= Document segment =
## begin
Our first quarter GDP was close to zero, truth be told, and the median family’s net worth has fallen by more than 40 percent, and media family’s annual income has fallen by more than 8 percent… and nothing could be reversing either of those trends… but things are getting better?


Even the scant number of jobs that we have managed to create have been the kind that don’t offer unemployment benefits, which means we haven’t created jobs at all… people are scrambling to sell Mary Kay and Amway to their neighbors.



And state budget deficits, which we’ve been ignoring because the money to fill the holes has been coming from President Obama’s first economic stimulus bill, are now certain to cause huge problems next year and the years after that.  But, hey… relax… things are looking up, right?


Every single day, it’s story after story being planted in publications all over the country on how things are improving.  One day foreclosures are down, delinquent loans are at their lowest point since Clinton was in office… until the next day when foreclosures are popping like popcorn… but which we’re told is a good thing.


Greece is about to explode, until a day later when everything is just hunky dory.  Then it’s Spain that’s about to blow up, until the next day when things are fine… followed by the next day when they need another couple of hundred billion.


And all the while, every single paid economist has a forecast that shows fabulous growth NEXT year and the years after that… which is exactly what they’ve been saying every year for the last six.  They’ve never even been close to right, so why do we care what they say now?


Barry Ritholtz, who writes The Big Picture blog, had a great piece on this phenomenon, titled: Yeah! The Housing Bottom is Here.  Check out the highlights:


  • The National Association of Realtors, whose spin has been astoundingly consistent, bullish and wrong, the whole way down.
  • These bad calls reoccur every spring, as the data begins its annual improvement. I use the phrase Perennially Wrong Bottom Callers and its acronym PWBC™ (I may have to trademark that!).
  • This year, the unusually mild winter threw the perennially wrong bottom callers into a tizzy. The January and February data gave them the early false belief that the bottom was here. Subsequent data demonstrated that it wasn’t.
  • … a chronological listing of articles and commentary (with links) over the past 7 years showing many of the bottom calls since 2006.


And check out Bloomberg, June 20th


Limited job growth may be weighing on housing. Employers added 69,000 positions in May, the fewest in 12 months, according to Labor Department figures. The jobless rate climbed to 8.2 percent from April’s 8.1 percent.


Bloomberg is never sure of things when it comes to housing.  Limited job growth MAY be weighing on housing?  Really… may it?  Or… may it not?  How could a lack of jobs possibly not weigh on housing?


Of course, the five million foreclosures just ahead, combined with half the country already being underwater, no credit available unless one has gold balls, and the 20-30 percent down payment requirements… they all have a tendency to weigh on housing as well, I suppose.  So the lack of jobs, in reality, probably isn’t really that big a deal, come to think of it.
## end
= Dataset rows =
## begin
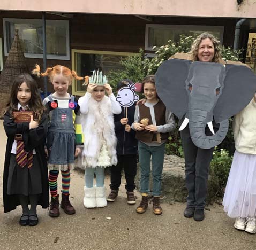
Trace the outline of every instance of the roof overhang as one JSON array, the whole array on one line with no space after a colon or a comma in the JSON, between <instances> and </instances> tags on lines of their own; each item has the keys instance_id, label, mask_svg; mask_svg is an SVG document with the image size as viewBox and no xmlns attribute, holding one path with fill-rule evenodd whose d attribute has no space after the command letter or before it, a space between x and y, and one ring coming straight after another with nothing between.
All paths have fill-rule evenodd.
<instances>
[{"instance_id":1,"label":"roof overhang","mask_svg":"<svg viewBox=\"0 0 256 250\"><path fill-rule=\"evenodd\" d=\"M244 0L1 0L0 10L124 15L256 18L256 1Z\"/></svg>"}]
</instances>

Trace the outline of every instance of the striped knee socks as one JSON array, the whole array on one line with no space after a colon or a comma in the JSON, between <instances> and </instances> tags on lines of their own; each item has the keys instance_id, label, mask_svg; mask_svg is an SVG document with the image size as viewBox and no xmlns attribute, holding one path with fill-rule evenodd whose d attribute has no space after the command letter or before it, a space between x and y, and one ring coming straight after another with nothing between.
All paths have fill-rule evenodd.
<instances>
[{"instance_id":1,"label":"striped knee socks","mask_svg":"<svg viewBox=\"0 0 256 250\"><path fill-rule=\"evenodd\" d=\"M65 195L69 194L69 186L70 185L70 170L62 171L62 193Z\"/></svg>"},{"instance_id":2,"label":"striped knee socks","mask_svg":"<svg viewBox=\"0 0 256 250\"><path fill-rule=\"evenodd\" d=\"M56 197L58 195L58 170L50 170L49 171L49 186L51 196Z\"/></svg>"}]
</instances>

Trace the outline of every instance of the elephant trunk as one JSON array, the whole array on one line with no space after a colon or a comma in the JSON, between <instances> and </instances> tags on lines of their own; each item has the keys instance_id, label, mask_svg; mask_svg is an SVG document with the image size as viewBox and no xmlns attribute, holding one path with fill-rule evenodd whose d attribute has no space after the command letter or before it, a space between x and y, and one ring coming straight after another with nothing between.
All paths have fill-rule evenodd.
## end
= Tasks to carry out =
a: From the economy commentary, return the passage between "Our first quarter" and "to their neighbors.", inclusive.
b: In the economy commentary, how many positions did employers add in May according to the Labor Department figures?
c: Continue the economy commentary from the point where it stops.

= Results of the exercise =
a:
Our first quarter GDP was close to zero, truth be told, and the median family’s net worth has fallen by more than 40 percent, and media family’s annual income has fallen by more than 8 percent… and nothing could be reversing either of those trends… but things are getting better?


Even the scant number of jobs that we have managed to create have been the kind that don’t offer unemployment benefits, which means we haven’t created jobs at all… people are scrambling to sell Mary Kay and Amway to their neighbors.

b: 69,000 positions, the fewest in 12 months.

c:
The New York Times reported on the changes in attitude, changes in latitude at the Federal Reserve.  These guys go back and forth like a pushmi-pullyu in heat.  Watch the rhythmic pattern going on, you can play the bongos to it…


“… job creation and household spending both slowed in recent months. Mr. Bernanke said the housing depression, domestic fiscal policy and Europe’s downturn were dragging on growth.

The Fed said its senior officials now expected growth of 1.9 percent to 2.4 percent this year, half a percentage point lower than they forecast in April. They predicted the unemployment rate would not drop below 8 percent this year, and that inflation would not climb above 1.7 percent.

The Fed’s economic forecast, released separately, reflected reduced prospects for 2013.  Officials estimated the nation’s economy would grow from 2.2 percent to 2.8 percent next year, down from its April projection of 2.7 percent to 3.1 percent.

They now expect the unemployment rate to range from 7.5 to 8 percent at the end of 2013, up from an April forecast of 7.3 to 7.7 percent.

Fed officials appeared united earlier this year in the view that monetary policy had done enough to bolster growth.”


Ba dum bum pa!  Can you dig it?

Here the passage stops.